## EXERCISE INSTRUCTIONS
Retype every entry below without altering anything.

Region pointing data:
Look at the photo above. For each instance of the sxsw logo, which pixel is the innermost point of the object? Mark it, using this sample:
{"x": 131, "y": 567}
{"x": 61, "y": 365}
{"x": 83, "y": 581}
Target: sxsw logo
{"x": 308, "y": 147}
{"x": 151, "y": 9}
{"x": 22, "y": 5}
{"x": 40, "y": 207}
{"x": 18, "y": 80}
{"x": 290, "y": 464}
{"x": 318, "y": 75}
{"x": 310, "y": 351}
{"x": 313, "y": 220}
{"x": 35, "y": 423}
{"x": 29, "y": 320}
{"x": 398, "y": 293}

## YOUR SOLUTION
Look at the photo above. For each instance of the sxsw logo, which pixel is the innermost point of the object? Mark it, using this sample:
{"x": 131, "y": 567}
{"x": 61, "y": 365}
{"x": 83, "y": 581}
Target: sxsw logo
{"x": 308, "y": 147}
{"x": 151, "y": 9}
{"x": 22, "y": 5}
{"x": 40, "y": 207}
{"x": 18, "y": 80}
{"x": 290, "y": 464}
{"x": 318, "y": 75}
{"x": 310, "y": 351}
{"x": 313, "y": 220}
{"x": 35, "y": 423}
{"x": 29, "y": 320}
{"x": 398, "y": 293}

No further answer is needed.